Eben aufgrund dieser Vielschichtigkeit sei das politische Etablishment bisher unschlüssig, wie mit der Occupy-Bewegung umzugehen sei. So gäbe es weder eine Parteilinie noch eine einheitliche überregionale Front, die den Protest und die Unzufriedenheit in der Bevölkerung gegen den administrativen Machtapparat in Stellung bringen könnte. Der lose Zusammenschluß aus politisch erfahrenen Aktivisten, Repräsentanten verschiedener Organisationen und bürgerlichen Erstprotestlern mache es schwierig, interne Strukturen zu entwickeln und kommunikativ miteinander zu vernetzen. Die geographischen Distanzen zwischen den lokalen Protestgruppen erschwerten zudem den Aufbau eines geschlossenen solidarischen Bündnisses.

**ROHDATEN:**
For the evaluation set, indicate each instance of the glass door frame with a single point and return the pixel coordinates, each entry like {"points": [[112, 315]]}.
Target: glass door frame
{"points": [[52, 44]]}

**ZIELE:**
**a)** Aktualisiere im Text zur Occupy-Bewegung alles von „Eben aufgrund dieser“ bis hinunter zu „geschlossenen solidarischen Bündnisses.“, wobei „Occupy-Bewegung“ durch „Protestbewegung“ ersetzt wird.
**b)** Prüfe anhand des Textes zur Occupy-Bewegung, ob die folgenden Aussagen zutreffen, und belege jede Antwort mit den entscheidenden Worten des Textes: (i) Es gibt eine Parteilinie, die den Protest bündelt. (ii) Die räumlichen Entfernungen zwischen den lokalen Protestgruppen erschweren ein geschlossenes Bündnis. (iii) Das politische Establishment weiß bereits, wie es mit der Occupy-Bewegung umgehen soll.
**c)** Aus welchen Gruppen setzt sich laut dem Text zur Occupy-Bewegung der lose Zusammenschluss zusammen?
Die Liste wird für die Bearbeitung nicht gebraucht.

**ERGEBNISSE JE AUFGABE:**
**a)**
Eben aufgrund dieser Vielschichtigkeit sei das politische Etablishment bisher unschlüssig, wie mit der Protestbewegung umzugehen sei. So gäbe es weder eine Parteilinie noch eine einheitliche überregionale Front, die den Protest und die Unzufriedenheit in der Bevölkerung gegen den administrativen Machtapparat in Stellung bringen könnte. Der lose Zusammenschluß aus politisch erfahrenen Aktivisten, Repräsentanten verschiedener Organisationen und bürgerlichen Erstprotestlern mache es schwierig, interne Strukturen zu entwickeln und kommunikativ miteinander zu vernetzen. Die geographischen Distanzen zwischen den lokalen Protestgruppen erschwerten zudem den Aufbau eines geschlossenen solidarischen Bündnisses.

**b)**
(i) Nein: „So gäbe es weder eine Parteilinie noch eine einheitliche überregionale Front“
(ii) Ja: „Die geographischen Distanzen zwischen den lokalen Protestgruppen erschwerten zudem den Aufbau eines geschlossenen solidarischen Bündnisses.“
(iii) Nein: „sei das politische Etablishment bisher unschlüssig, wie mit der Occupy-Bewegung umzugehen sei“

**c)** Aus politisch erfahrenen Aktivisten, Repräsentanten verschiedener Organisationen und bürgerlichen Erstprotestlern.